Problem details
The data must be returned exactly. No line may be left out.

Start of Data for this task

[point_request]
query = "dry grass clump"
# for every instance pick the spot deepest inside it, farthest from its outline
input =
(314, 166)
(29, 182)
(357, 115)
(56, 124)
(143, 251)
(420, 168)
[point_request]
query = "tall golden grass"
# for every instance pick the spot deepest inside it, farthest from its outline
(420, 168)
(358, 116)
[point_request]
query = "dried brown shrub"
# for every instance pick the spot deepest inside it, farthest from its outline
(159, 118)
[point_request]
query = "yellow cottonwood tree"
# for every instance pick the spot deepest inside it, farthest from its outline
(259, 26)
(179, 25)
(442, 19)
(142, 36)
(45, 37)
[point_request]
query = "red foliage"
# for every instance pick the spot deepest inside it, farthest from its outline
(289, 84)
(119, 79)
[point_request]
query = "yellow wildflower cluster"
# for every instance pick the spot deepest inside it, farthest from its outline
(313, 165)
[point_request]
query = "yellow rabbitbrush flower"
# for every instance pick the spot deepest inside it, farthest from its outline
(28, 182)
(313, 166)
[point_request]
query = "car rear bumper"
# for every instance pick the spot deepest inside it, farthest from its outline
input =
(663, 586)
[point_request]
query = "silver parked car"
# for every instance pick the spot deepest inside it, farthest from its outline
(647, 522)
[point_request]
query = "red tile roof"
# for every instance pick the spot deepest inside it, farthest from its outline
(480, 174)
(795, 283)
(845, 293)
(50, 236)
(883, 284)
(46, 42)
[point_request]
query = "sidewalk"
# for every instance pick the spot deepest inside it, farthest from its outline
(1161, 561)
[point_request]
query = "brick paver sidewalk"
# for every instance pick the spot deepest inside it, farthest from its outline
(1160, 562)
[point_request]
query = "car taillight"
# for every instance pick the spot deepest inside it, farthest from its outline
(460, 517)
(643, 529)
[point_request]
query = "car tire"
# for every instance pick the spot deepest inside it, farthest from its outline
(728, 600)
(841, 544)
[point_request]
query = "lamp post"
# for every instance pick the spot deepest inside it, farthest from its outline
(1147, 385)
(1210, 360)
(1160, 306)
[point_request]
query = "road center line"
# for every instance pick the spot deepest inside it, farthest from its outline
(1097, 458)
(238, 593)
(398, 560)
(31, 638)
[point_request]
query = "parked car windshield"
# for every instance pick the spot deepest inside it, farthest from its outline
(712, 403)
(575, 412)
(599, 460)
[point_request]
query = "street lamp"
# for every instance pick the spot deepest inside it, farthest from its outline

End of Data for this task

Task answer
[point_request]
query = "dry grass clump"
# for every instance pick the spot deepest inside it, farthest from its outline
input =
(314, 166)
(29, 182)
(357, 115)
(56, 124)
(143, 251)
(420, 168)
[point_request]
query = "tall golden grass"
# for every instance pick the spot deepest inside it, farthest from its outline
(420, 168)
(358, 116)
[point_request]
query = "dried brown shrub"
# for every instance pick the spot deepest inside it, farthest from its outline
(159, 118)
[point_request]
query = "yellow cottonwood tree"
# for every instance pick the spot deepest inside it, farthest from its outline
(259, 26)
(179, 25)
(442, 19)
(142, 36)
(45, 37)
[point_request]
query = "red foliage"
# for every instance pick the spot deepest inside it, farthest from its outline
(289, 84)
(119, 79)
[point_request]
query = "yellow wildflower cluster"
# for every instance pick the spot deepest inside it, farthest from its outline
(313, 165)
[point_request]
query = "yellow rabbitbrush flower"
# for every instance pick the spot deepest inside it, farthest from its outline
(28, 182)
(313, 166)
[point_request]
query = "car rear bumper"
# for every instance pick the spot deepest inside it, farthest from its outline
input =
(663, 586)
[point_request]
query = "silver parked car"
# for every instance pick the spot deepest inside it, farthest from its outline
(647, 522)
[point_request]
query = "red tile roof"
# for every instance pick the spot deepest inside it, farthest from its outline
(480, 174)
(795, 283)
(845, 293)
(50, 236)
(883, 284)
(46, 42)
[point_request]
query = "sidewalk"
# for every instance pick the spot deepest inside it, farthest from its outline
(1161, 561)
[point_request]
query = "brick paver sidewalk"
# for every instance pick the spot deepest inside it, farthest from its outline
(1160, 562)
[point_request]
query = "car taillight"
# for every instance pick the spot deepest inside it, farthest from its outline
(460, 517)
(643, 529)
[point_request]
query = "car tire"
# for every instance pick the spot deepest inside it, farthest from its outline
(728, 600)
(841, 544)
[point_request]
query = "lamp post"
# for every instance pick the spot deepest inside it, farthest from its outline
(1147, 385)
(1210, 360)
(1160, 306)
[point_request]
query = "road center line"
# for every instance pick the spot deepest inside it, farthest from its outline
(1097, 458)
(238, 593)
(398, 560)
(31, 638)
[point_request]
query = "parked car windshield"
# for every instance pick the spot deepest inside it, farthest from its outline
(712, 403)
(575, 412)
(599, 460)
[point_request]
query = "street lamp"
# for every instance pick the spot deepest inside it, farthest from its outline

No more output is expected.